Natural-language object grounding data:
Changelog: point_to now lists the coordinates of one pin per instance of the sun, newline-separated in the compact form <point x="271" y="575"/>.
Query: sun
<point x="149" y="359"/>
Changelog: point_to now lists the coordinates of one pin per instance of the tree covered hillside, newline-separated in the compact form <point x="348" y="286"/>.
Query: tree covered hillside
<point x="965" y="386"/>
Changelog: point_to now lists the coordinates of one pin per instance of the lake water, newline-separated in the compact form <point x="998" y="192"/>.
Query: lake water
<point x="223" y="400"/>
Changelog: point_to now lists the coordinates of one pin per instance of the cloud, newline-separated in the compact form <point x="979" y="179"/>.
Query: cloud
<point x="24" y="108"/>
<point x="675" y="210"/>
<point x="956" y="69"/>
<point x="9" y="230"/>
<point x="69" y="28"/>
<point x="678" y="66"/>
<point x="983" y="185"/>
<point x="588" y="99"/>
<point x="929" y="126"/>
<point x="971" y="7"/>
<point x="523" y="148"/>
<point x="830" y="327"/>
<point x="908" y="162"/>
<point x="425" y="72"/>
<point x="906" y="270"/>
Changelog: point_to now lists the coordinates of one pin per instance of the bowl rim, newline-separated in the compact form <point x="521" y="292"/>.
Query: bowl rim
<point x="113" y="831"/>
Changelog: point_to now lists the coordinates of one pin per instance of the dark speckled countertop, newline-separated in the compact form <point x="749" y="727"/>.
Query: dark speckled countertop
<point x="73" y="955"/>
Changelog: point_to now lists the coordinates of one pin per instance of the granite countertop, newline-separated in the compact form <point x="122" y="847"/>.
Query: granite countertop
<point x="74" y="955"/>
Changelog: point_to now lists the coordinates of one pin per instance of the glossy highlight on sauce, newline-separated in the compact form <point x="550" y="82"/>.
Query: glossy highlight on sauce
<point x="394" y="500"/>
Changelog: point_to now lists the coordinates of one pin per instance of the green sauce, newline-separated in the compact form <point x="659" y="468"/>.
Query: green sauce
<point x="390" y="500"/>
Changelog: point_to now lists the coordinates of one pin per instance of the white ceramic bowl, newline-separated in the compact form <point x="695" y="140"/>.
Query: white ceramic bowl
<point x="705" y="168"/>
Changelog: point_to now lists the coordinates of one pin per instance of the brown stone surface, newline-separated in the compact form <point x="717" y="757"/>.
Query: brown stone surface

Task brief -> All records shown above must be set down again verbatim.

Written solution ->
Changelog: point_to now lists the coordinates of one pin per instance of the sun, newline-separated in the compact form <point x="271" y="575"/>.
Query: sun
<point x="149" y="359"/>
Changelog: point_to now lists the coordinates of one pin per instance of the tree covered hillside, newline-separated in the compact form <point x="348" y="286"/>.
Query: tree covered hillside
<point x="965" y="386"/>
Changelog: point_to now lists the coordinates of one pin per instance of the lake water, newline-separated in the compact form <point x="998" y="192"/>.
Query: lake water
<point x="223" y="400"/>
Changelog: point_to now lists the coordinates of one pin per instance of the cloud, newline-separated in the compact form <point x="979" y="179"/>.
Query: cloud
<point x="24" y="108"/>
<point x="675" y="210"/>
<point x="956" y="69"/>
<point x="9" y="230"/>
<point x="69" y="28"/>
<point x="678" y="66"/>
<point x="983" y="185"/>
<point x="588" y="99"/>
<point x="929" y="126"/>
<point x="971" y="7"/>
<point x="523" y="148"/>
<point x="830" y="327"/>
<point x="908" y="162"/>
<point x="425" y="72"/>
<point x="906" y="270"/>
Changelog: point_to now lists the coordinates of one pin per instance of the bowl rim, newline-separated in the compact form <point x="521" y="292"/>.
Query: bowl rim
<point x="113" y="831"/>
Changelog: point_to now lists the coordinates of one pin per instance of the dark speckled countertop, newline-separated in the compact form <point x="749" y="727"/>.
Query: dark speckled countertop
<point x="73" y="955"/>
Changelog: point_to now lists the coordinates of one pin per instance of the granite countertop, newline-separated in the compact form <point x="122" y="847"/>.
Query: granite countertop
<point x="74" y="955"/>
Changelog: point_to now lists the coordinates of one pin per instance of the glossy highlight on sauce, newline-separated in the compact form <point x="550" y="82"/>.
Query: glossy highlight on sauce
<point x="394" y="500"/>
Changelog: point_to now lists the coordinates of one pin per instance of the green sauce, newline-separated in the compact form <point x="659" y="468"/>.
Query: green sauce
<point x="390" y="500"/>
Changelog: point_to now lists the coordinates of one pin per instance of the white ceramic bowl, newline-separated in the compact form <point x="695" y="140"/>.
Query: white ceramic bowl
<point x="705" y="168"/>
Changelog: point_to now lists the coordinates of one pin per instance of the brown stone surface, newline-separated in the compact form <point x="717" y="757"/>.
Query: brown stone surface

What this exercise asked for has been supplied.